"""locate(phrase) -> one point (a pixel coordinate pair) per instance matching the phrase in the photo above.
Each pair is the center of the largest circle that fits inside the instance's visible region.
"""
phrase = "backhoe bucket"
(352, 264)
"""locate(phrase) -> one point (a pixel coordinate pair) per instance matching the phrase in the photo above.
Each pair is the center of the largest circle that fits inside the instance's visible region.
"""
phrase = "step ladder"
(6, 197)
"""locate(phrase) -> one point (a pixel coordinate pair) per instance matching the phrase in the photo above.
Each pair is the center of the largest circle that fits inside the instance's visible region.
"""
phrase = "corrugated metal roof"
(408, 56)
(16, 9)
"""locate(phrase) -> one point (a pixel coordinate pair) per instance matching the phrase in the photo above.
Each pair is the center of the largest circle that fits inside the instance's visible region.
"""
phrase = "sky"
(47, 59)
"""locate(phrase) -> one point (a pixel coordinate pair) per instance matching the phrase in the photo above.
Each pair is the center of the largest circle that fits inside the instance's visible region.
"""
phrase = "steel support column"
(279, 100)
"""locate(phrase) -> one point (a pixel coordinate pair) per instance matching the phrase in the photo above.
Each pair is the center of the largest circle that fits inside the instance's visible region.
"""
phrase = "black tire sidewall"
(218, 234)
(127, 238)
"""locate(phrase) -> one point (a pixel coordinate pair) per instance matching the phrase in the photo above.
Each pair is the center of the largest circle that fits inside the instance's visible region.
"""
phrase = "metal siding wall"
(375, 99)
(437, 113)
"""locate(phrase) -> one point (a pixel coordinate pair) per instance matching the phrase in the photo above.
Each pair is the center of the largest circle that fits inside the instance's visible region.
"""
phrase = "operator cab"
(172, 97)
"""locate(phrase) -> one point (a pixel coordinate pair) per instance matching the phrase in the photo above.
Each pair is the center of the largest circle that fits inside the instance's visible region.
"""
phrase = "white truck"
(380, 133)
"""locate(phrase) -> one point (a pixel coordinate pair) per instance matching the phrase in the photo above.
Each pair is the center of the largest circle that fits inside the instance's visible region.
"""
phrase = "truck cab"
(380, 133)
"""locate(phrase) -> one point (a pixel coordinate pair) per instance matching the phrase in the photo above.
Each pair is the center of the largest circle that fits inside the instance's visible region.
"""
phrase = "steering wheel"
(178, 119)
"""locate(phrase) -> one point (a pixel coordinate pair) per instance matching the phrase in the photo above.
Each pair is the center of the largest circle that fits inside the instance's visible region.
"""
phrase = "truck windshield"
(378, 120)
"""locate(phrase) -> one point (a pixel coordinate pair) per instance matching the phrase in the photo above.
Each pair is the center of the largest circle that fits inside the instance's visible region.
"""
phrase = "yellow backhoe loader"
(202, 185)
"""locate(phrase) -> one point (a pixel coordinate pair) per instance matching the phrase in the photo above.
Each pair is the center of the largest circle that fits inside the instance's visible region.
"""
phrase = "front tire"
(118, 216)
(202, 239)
========
◆ GOAL
Output all of the material exactly as written.

◆ FINAL RESULT
"""locate(phrase) -> one point (a pixel coordinate pair) per instance matching the phrase in the photo above.
Each pair is the center of the largest circle that fits inside the instance's visible region.
"""
phrase = "backhoe bucket"
(352, 264)
"""locate(phrase) -> one point (a pixel coordinate pair) per instance matching the phrase in the photo above.
Each pair is the center of the largest circle that fits inside the instance's visible region.
"""
phrase = "step ladder"
(6, 197)
"""locate(phrase) -> one point (a pixel coordinate pair) per instance matching the phrase in the photo above.
Each pair is the center of the largest circle that fits inside the instance's visible region.
"""
phrase = "corrugated metal roof"
(408, 56)
(16, 9)
"""locate(phrase) -> one point (a pixel coordinate pair) per instance matching the phrase in the photo above.
Each pair is the center of the largest circle that fits inside the instance's visible region.
"""
phrase = "sky"
(47, 59)
"""locate(phrase) -> one point (a pixel coordinate pair) per instance matching the phrase in the photo above.
Each pair is the center of the largest circle that fits inside the instance's visible region.
"""
phrase = "steel support column"
(279, 100)
"""locate(phrase) -> one point (a pixel coordinate pair) per instance matching the phrase in the photo above.
Each pair is the center of the largest circle that fits inside the instance's visible region.
"""
phrase = "black tire sidewall"
(218, 234)
(127, 238)
"""locate(phrase) -> one point (a pixel coordinate pair) per instance matching the phrase in the photo above.
Each pair is the center of the largest circle that fits inside the instance's visible region.
"""
phrase = "metal siding wall"
(375, 99)
(437, 113)
"""locate(phrase) -> one point (a pixel coordinate pair) per instance matching the phrase in the photo above.
Each pair is the center of the largest circle that fits inside the instance's visible region.
"""
phrase = "operator cab"
(172, 97)
"""locate(phrase) -> one point (a pixel coordinate pair) per instance matching the phrase in the photo above.
Each pair is the center of the largest circle that fits inside the instance's visible region.
"""
phrase = "white truck"
(380, 133)
"""locate(phrase) -> one point (a pixel coordinate pair) per instance matching the phrase in the photo above.
Each pair is the center of the largest circle that fits inside the instance's visible region.
"""
phrase = "truck cab"
(380, 133)
"""locate(phrase) -> one point (a pixel coordinate pair) per instance matching the phrase in the photo above.
Each pair is the center of the largest circle that fits inside the instance's visible region.
"""
phrase = "steering wheel"
(178, 119)
"""locate(phrase) -> one point (a pixel coordinate pair) per instance matching the phrase in the photo above.
Each pair is the center of the largest circle that fits inside the instance's visible region.
"""
phrase = "truck windshield"
(378, 120)
"""locate(phrase) -> one point (a pixel coordinate pair) per instance matching the phrase in the photo above.
Each pair is the center of the largest circle that fits inside the instance's visible region.
"""
phrase = "yellow backhoe loader"
(202, 185)
"""locate(phrase) -> one point (a pixel coordinate pair) per instance matching the phrase in the photo above.
Each pair is the center of the largest circle that fits inside the instance's visible region.
"""
phrase = "front tire"
(118, 216)
(202, 239)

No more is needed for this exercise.